■ What needs to be done
Render every line of the listing below as a JSON list of strings, one string per line, leaving out blank lines.

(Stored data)
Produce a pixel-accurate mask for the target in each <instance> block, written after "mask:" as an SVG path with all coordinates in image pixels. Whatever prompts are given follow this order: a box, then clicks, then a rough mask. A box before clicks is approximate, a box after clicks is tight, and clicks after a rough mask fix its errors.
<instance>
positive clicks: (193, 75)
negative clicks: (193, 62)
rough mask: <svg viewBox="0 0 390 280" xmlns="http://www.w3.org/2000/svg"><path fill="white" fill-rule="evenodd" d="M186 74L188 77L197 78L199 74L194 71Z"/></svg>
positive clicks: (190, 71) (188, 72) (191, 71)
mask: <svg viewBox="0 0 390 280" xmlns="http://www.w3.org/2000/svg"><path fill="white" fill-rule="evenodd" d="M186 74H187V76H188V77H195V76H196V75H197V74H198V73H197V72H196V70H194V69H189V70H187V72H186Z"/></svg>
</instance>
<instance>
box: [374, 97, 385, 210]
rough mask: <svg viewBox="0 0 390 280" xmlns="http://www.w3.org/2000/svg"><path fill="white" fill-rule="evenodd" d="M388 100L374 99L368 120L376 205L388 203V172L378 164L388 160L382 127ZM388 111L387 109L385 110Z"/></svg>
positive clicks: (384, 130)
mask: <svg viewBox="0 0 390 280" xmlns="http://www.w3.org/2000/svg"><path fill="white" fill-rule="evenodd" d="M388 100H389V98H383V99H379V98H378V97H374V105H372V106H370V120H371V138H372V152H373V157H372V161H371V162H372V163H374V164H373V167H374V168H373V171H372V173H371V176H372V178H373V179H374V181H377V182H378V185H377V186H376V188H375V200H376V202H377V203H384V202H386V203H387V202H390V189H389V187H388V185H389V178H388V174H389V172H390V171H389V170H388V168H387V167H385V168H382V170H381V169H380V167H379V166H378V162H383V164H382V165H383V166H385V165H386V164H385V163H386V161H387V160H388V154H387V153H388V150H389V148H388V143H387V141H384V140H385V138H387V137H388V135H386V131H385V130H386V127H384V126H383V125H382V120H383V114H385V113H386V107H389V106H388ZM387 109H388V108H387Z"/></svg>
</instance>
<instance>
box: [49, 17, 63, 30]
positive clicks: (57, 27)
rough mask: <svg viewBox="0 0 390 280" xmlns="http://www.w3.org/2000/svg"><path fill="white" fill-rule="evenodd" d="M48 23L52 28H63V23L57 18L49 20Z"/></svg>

■ Problem solution
[
  "Produce a pixel-accurate mask for the target in each <instance> block, written after \"mask:\" as an SVG path with all coordinates in image pixels. Whatever prompts are given follow this order: a box, then clicks, then a rough mask. A box before clicks is approximate, a box after clicks is tight, and clicks after a rough mask fix its errors.",
  "<instance>",
  "positive clicks: (193, 75)",
  "negative clicks: (193, 62)",
  "rough mask: <svg viewBox=\"0 0 390 280\" xmlns=\"http://www.w3.org/2000/svg\"><path fill=\"white\" fill-rule=\"evenodd\" d=\"M186 74L188 77L197 78L199 74L194 71Z\"/></svg>",
  "positive clicks: (190, 71) (188, 72) (191, 71)",
  "mask: <svg viewBox=\"0 0 390 280\" xmlns=\"http://www.w3.org/2000/svg\"><path fill=\"white\" fill-rule=\"evenodd\" d=\"M186 74H187V76H188V77H195V76H196V75H197V74H198V73H197V72H196V70H194V69H189V70H187V72H186Z\"/></svg>",
  "</instance>",
  "<instance>",
  "box: [374, 97, 385, 210]",
  "rough mask: <svg viewBox=\"0 0 390 280\" xmlns=\"http://www.w3.org/2000/svg\"><path fill=\"white\" fill-rule=\"evenodd\" d=\"M388 100L374 99L368 120L376 205L388 203V172L378 164L388 160L382 127ZM388 111L387 109L385 110Z\"/></svg>",
  "positive clicks: (384, 130)",
  "mask: <svg viewBox=\"0 0 390 280\" xmlns=\"http://www.w3.org/2000/svg\"><path fill=\"white\" fill-rule=\"evenodd\" d=\"M388 100H389V98H383V99H379V98H378V97H374V105H372V106H370V120H371V138H372V152H373V157H372V161H371V162H372V163H374V164H373V167H374V168H373V171H372V173H371V176H372V178H373V179H374V181H377V182H378V185H377V186H376V188H375V200H376V202H377V203H384V202H386V203H387V202H390V189H389V187H388V185H389V178H388V174H389V172H390V171H389V170H388V168H387V167H385V168H382V170H381V169H380V167H379V166H378V162H383V164H382V165H383V166H385V165H386V164H385V163H386V161H387V160H388V154H387V153H388V150H389V148H388V143H387V141H384V140H385V138H387V137H388V135H386V131H385V130H386V127H384V126H383V125H382V120H383V114H385V113H386V107H389V106H388ZM387 109H388V108H387Z\"/></svg>",
  "</instance>",
  "<instance>",
  "box: [49, 17, 63, 30]",
  "positive clicks: (57, 27)",
  "rough mask: <svg viewBox=\"0 0 390 280\" xmlns=\"http://www.w3.org/2000/svg\"><path fill=\"white\" fill-rule=\"evenodd\" d=\"M48 23L52 28H63V23L57 18L49 20Z\"/></svg>"
]